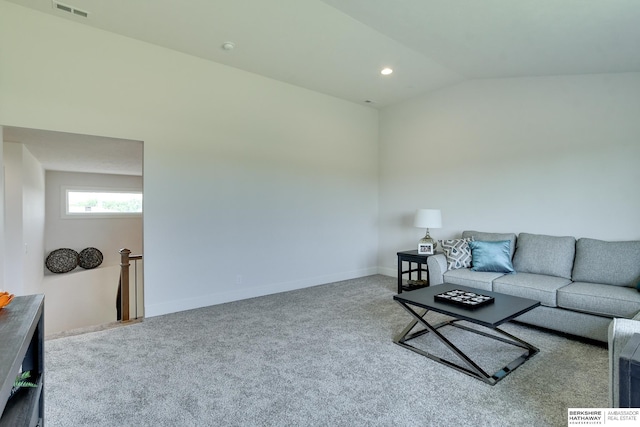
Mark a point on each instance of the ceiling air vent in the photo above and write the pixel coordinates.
(69, 9)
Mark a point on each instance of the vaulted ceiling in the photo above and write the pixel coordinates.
(338, 47)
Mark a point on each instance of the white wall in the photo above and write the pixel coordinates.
(81, 297)
(24, 220)
(553, 155)
(251, 186)
(109, 235)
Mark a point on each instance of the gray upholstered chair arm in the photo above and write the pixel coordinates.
(437, 265)
(620, 332)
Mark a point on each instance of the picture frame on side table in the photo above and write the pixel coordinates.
(425, 248)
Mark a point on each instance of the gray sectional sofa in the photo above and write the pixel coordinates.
(582, 284)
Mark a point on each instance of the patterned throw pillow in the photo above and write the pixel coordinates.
(458, 253)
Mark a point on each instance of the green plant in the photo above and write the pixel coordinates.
(21, 381)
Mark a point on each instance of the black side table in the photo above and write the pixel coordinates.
(412, 257)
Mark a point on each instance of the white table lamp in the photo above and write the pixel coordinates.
(427, 218)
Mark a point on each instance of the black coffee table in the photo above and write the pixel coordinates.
(503, 309)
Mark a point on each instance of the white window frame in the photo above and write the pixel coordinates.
(75, 215)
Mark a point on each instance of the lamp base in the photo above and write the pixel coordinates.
(426, 245)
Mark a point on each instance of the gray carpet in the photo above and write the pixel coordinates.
(321, 356)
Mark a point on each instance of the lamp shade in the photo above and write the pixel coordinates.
(428, 218)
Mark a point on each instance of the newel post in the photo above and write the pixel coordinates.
(124, 283)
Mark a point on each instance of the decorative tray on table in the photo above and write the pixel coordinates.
(464, 298)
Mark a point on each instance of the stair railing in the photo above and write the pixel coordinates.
(123, 306)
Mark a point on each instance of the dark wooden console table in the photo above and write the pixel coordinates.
(420, 261)
(22, 341)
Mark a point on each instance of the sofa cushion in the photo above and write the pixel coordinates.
(457, 252)
(474, 279)
(491, 256)
(492, 237)
(610, 263)
(604, 300)
(549, 255)
(533, 286)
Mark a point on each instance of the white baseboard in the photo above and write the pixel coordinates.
(200, 301)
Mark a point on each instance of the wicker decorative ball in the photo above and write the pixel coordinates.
(62, 260)
(90, 258)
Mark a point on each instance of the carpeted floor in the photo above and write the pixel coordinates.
(321, 356)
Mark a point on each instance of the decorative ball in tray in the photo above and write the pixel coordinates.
(5, 299)
(464, 298)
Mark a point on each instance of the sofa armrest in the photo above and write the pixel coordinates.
(437, 265)
(620, 332)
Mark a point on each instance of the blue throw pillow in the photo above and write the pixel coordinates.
(491, 256)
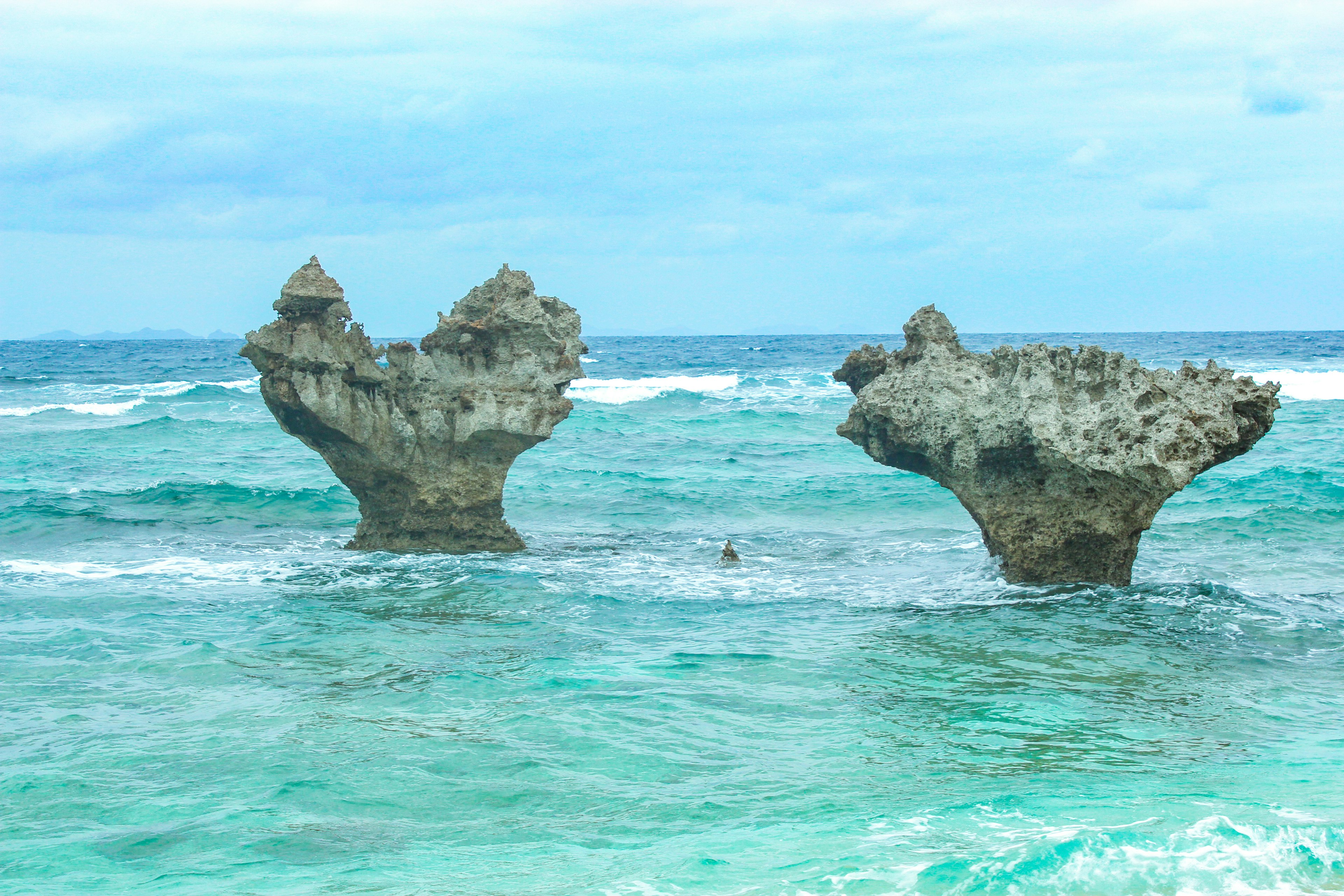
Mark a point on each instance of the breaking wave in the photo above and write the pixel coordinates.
(101, 409)
(620, 391)
(1304, 386)
(89, 398)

#####

Task objective: Change every "photo" in the listing above to "image" and write the whole listing out again with nothing else altered, leaving out the pictures.

Final result:
Mark a point on each instance of the ceiling air vent in the image above and write the pixel coordinates.
(69, 9)
Mark a point on each instance of the vaulted ceiling in the image above and write the pixel coordinates.
(338, 47)
Mark a point on each instance of the white wall in the image above and write the pixel coordinates.
(81, 297)
(24, 220)
(553, 155)
(251, 186)
(109, 235)
Mark a point on each instance of the gray upholstered chair arm in the image above and write the pixel coordinates.
(437, 265)
(620, 332)
Mark a point on each instance of the picture frame on side table in the image above and write the pixel coordinates.
(425, 248)
Mark a point on each instance of the gray sectional sofa in the image above and write the pixel coordinates.
(582, 284)
Mark a point on each instance of the patterned throw pillow in the image above and write the pixel coordinates.
(458, 253)
Mark a point on each instance of the green plant in the image above and write the pixel coordinates.
(21, 381)
Mark a point on each instance of the black side table in the image above and write the pixel coordinates.
(412, 257)
Mark a point on each instance of the white table lamp in the image above and write the pixel coordinates.
(427, 218)
Mark a point on each instance of the black coffee table in the image above and write the pixel coordinates.
(503, 309)
Mark a point on each instance of the white window frame in the image above and write the pixel coordinates.
(75, 215)
Mark a point on each instance of the lamp base in the image above and write the pixel coordinates.
(426, 245)
Mark a point on each instance of the gray carpet in the image above and write the pixel coordinates.
(321, 356)
Mark a point on each instance of the lamp shade in the image above and write the pixel coordinates.
(428, 218)
Mark a point on each instance of the newel post in the image above and write the pixel coordinates.
(124, 283)
Mark a point on each instance of the decorative tray on table in the image above and write the pixel coordinates.
(464, 298)
Mark a point on each instance of the stair railing in the image above and write the pixel coordinates.
(123, 306)
Mark a point on each instance of the dark wooden console table in the image above and write the pixel coordinates.
(420, 261)
(22, 341)
Mark a point on each instance of the sofa cushion in the image above and write the pixel coordinates.
(457, 252)
(474, 279)
(491, 256)
(492, 237)
(610, 263)
(604, 300)
(549, 255)
(533, 286)
Mark a point on each instance of the white baseboard in the image above and write the pixel coordinates.
(200, 301)
Mark a point on each instance of the wicker decorative ball in the image above and write the pixel coordinates.
(62, 260)
(90, 258)
Mark a point on each instance of the carpeted floor in the image above and write the pixel coordinates.
(321, 356)
Mark a point on each instance of the decorative ball in tray in the image above and write the pixel coordinates.
(5, 299)
(464, 298)
Mark a point on each instance of the sofa armrest in the image above and write the pixel coordinates.
(437, 265)
(620, 332)
Mark a point on each instance of the blue throw pillow in the image above and write the pixel coordinates.
(491, 256)
Mark a point on each instance of the breaking wave in the image above and write the pixel coordinates.
(101, 409)
(620, 391)
(1304, 386)
(89, 398)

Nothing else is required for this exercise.